Abstract
Virus-host interactions are crucial for understanding viral pathogenesis, identifying potential targets for antiviral therapies, and developing prevention strategies. It involves investigating viral replication mechanisms, host responses to infection, and virus-host interactions. Influenza A virus (IAV) is a highly contagious respiratory pathogen that causes seasonal influenza outbreaks and irregular pandemics. IAV undergoes frequent genetic changes through antigenic drift and intermittent antigenic shift. These changes pose challenges for vaccine development and necessitate annual updates to maintain efficacy against evolving strains.
IAV exhibits intricate interactions with its host, leading to the establishment and progression of infection. Upon infection, the virus manipulates host cellular machinery to replicate its genetic material and produce viral proteins. This often triggers an immune response, involving both innate and adaptive components. The virus can modulate host immune responses to its advantage, dampening antiviral defences while promoting an inflammatory environment. One of these host proteins with which IAV interacts is histone deacetylase (HDAC).

**Records shown**.
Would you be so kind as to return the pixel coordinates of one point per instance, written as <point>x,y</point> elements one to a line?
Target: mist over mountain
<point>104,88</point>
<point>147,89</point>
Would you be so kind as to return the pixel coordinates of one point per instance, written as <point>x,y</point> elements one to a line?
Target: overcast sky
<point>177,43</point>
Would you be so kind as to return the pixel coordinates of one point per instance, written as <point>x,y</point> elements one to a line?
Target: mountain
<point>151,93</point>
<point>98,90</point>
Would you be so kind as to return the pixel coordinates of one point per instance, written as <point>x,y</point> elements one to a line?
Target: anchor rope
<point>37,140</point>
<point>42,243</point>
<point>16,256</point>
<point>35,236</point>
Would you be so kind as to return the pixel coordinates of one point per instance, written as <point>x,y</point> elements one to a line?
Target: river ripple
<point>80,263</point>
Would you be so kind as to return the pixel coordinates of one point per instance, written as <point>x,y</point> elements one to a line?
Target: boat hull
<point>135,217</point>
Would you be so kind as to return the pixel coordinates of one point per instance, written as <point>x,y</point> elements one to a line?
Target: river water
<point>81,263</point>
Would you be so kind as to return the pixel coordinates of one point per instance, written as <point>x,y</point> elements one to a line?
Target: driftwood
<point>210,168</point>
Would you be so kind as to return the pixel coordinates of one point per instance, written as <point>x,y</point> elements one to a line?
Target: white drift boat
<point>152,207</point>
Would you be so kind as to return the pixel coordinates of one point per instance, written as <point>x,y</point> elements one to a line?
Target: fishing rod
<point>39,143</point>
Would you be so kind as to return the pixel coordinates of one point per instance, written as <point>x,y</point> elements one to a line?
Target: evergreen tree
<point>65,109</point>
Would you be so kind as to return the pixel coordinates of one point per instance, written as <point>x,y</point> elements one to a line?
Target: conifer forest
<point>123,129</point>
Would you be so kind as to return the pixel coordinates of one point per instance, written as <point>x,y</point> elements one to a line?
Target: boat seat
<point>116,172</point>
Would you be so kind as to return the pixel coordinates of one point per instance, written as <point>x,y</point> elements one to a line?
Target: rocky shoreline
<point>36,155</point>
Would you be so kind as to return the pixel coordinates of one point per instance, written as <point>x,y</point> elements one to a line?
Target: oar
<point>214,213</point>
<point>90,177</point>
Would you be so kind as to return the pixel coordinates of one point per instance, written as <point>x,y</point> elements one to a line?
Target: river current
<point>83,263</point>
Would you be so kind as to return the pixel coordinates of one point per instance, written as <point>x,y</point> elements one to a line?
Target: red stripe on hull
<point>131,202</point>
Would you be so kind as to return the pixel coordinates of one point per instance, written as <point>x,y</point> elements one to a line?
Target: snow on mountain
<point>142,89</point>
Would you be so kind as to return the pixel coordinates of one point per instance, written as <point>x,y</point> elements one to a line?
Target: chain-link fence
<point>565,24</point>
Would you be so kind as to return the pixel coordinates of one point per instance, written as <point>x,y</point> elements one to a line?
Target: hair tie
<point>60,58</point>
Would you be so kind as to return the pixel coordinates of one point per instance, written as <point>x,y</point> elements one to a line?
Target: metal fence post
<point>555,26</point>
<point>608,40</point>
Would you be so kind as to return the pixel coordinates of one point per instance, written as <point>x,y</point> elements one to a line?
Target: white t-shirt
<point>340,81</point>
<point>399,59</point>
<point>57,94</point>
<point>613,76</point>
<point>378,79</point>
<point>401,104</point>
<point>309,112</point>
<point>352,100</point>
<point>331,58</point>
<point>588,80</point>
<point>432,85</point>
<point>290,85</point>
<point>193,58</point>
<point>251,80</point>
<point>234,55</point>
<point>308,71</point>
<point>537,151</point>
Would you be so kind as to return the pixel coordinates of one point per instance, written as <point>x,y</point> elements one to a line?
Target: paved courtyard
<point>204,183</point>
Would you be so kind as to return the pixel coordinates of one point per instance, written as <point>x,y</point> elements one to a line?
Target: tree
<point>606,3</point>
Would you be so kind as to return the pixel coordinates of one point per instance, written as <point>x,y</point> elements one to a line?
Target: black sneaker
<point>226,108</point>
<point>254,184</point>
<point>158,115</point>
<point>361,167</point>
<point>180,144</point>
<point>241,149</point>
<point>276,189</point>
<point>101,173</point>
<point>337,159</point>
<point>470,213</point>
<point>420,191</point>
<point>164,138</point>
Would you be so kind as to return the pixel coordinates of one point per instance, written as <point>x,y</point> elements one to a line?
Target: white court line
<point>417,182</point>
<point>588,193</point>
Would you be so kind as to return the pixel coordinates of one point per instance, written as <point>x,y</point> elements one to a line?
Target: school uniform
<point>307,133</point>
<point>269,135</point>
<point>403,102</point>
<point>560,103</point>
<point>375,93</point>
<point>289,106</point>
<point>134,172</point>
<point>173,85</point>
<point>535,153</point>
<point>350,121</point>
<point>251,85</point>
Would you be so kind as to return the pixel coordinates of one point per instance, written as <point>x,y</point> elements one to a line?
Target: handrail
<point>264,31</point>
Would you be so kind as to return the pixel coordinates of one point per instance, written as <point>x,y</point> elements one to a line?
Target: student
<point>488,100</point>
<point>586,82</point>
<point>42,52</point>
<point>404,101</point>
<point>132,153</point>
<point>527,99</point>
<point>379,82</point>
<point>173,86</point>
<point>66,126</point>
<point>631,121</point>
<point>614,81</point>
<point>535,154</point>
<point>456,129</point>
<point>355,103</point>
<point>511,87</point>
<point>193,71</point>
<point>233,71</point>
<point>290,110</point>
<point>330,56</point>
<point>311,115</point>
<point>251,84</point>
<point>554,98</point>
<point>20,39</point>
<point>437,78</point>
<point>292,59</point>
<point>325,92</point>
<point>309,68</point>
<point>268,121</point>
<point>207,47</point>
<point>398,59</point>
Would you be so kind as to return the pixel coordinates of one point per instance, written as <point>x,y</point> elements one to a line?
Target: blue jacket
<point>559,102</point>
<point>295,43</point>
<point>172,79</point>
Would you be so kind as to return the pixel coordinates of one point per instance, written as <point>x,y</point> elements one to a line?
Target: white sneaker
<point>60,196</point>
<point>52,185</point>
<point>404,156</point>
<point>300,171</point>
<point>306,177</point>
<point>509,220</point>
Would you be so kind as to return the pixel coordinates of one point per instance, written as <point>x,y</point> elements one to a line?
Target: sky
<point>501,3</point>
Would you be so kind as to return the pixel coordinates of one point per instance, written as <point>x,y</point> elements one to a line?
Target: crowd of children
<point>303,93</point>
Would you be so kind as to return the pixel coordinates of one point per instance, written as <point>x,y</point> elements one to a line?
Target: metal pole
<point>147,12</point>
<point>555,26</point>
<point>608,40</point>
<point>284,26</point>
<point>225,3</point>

==

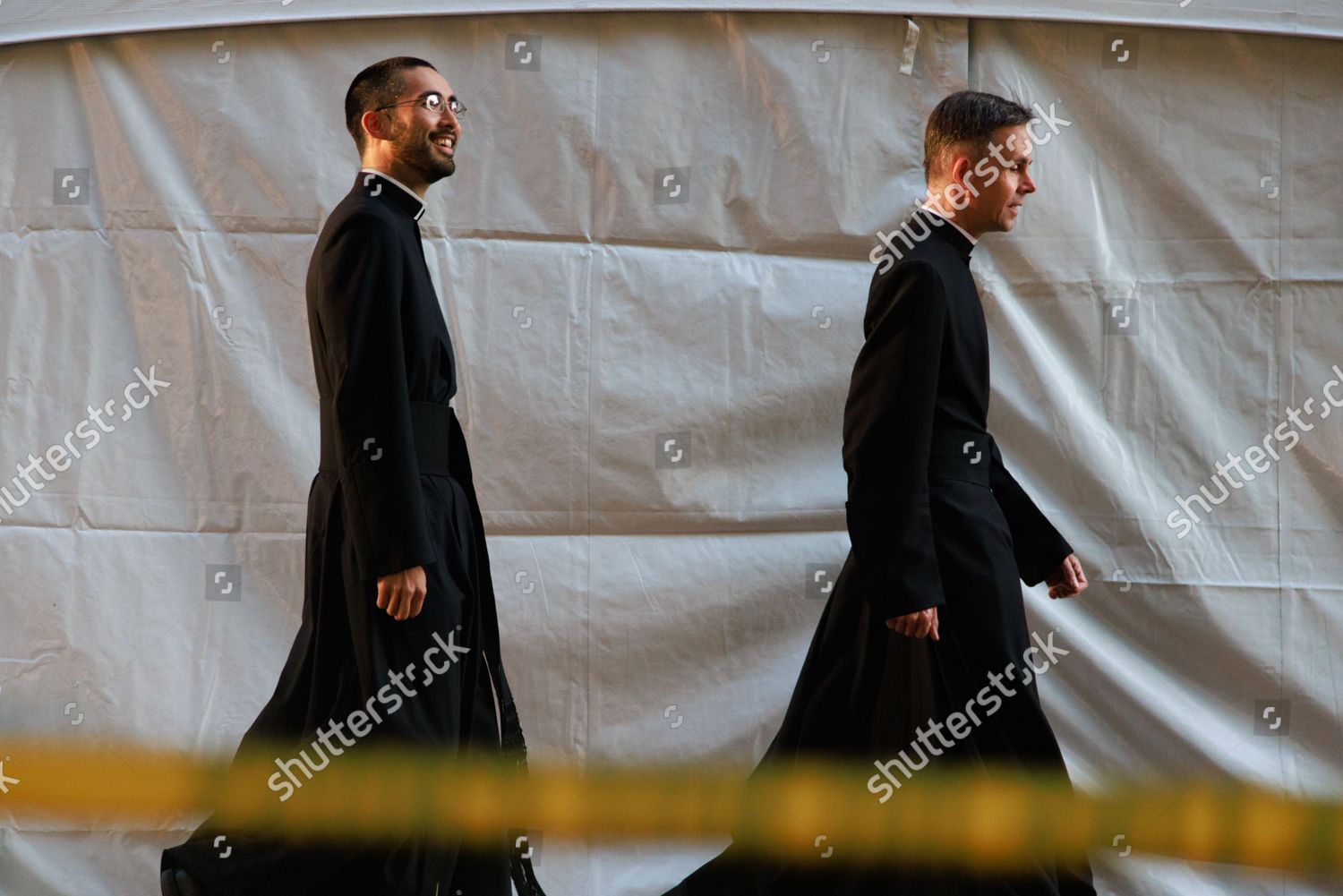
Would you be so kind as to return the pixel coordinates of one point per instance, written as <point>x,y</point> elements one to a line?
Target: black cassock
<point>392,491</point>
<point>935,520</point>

**Work request 1**.
Return the passage of the influenza abstract starting with "IAV exhibits intricate" and going on through "histone deacetylase (HDAC).".
**Work request 2**.
Answer these questions from the influenza abstract:
(a) Through what two kinds of genetic change does IAV go?
(b) Which two components are involved in the immune response that infection often triggers?
(c) Which host protein is named as one that IAV interacts with?
**Work request 3**.
Continue the influenza virus abstract, starting right after its last sentence.
The rows are not needed for anything here.

**Exercise output 1**.
IAV exhibits intricate interactions with its host, leading to the establishment and progression of infection. Upon infection, the virus manipulates host cellular machinery to replicate its genetic material and produce viral proteins. This often triggers an immune response, involving both innate and adaptive components. The virus can modulate host immune responses to its advantage, dampening antiviral defences while promoting an inflammatory environment. One of these host proteins with which IAV interacts is histone deacetylase (HDAC).

**Exercise output 2**.
(a) Antigenic drift and intermittent antigenic shift.
(b) Innate and adaptive components.
(c) Histone deacetylase (HDAC).

**Exercise output 3**.
This thesis discusses the anti-IAV regulatory role of HDAC5, 6, 7, 9 and 10. During IAV infection, HDACs regulate host innate immune signaling. Our study shows that HDAC5, 6, 7, 9 and 10 also play a crucial role in fighting IAV. First, we show HDAC10 is an anti-IAV factor involved in JAK-STAT pathway regulation. Ultimately, HDAC10 regulates downstream interferon-stimulated genes (ISGs) by interfering with type 1 and type 2 interferon signaling. Consequently, the virus antagonizes HDAC10 at the mRNA and polypeptide levels. We then explored the global effectors of HDAC6 in IAV-mediated immune responses. Transcriptomic screening revealed a whole new set of host proteins that could be utilized as antiviral targets. Towards the end, we show that HDAC5, 7 and 9 (rest of class II HDACs; rocIIH) play an antiviral role during IAV. Furthermore, rocIIH regulates interferon signaling, STAT phosphorylation and ISG transcription. Finally, we demonstrate the antagonistic action of IAV on HDAC5, 7 and 9 as well as the newly established genetic compensation between class II HDACs. Virus-host interactions are dynamic and multifaceted processes that shape the outcomes of viral infections. This interaction between IAV and HDACs represents an intriguing avenue for understanding viral pathogenesis and developing novel antiviral strategies.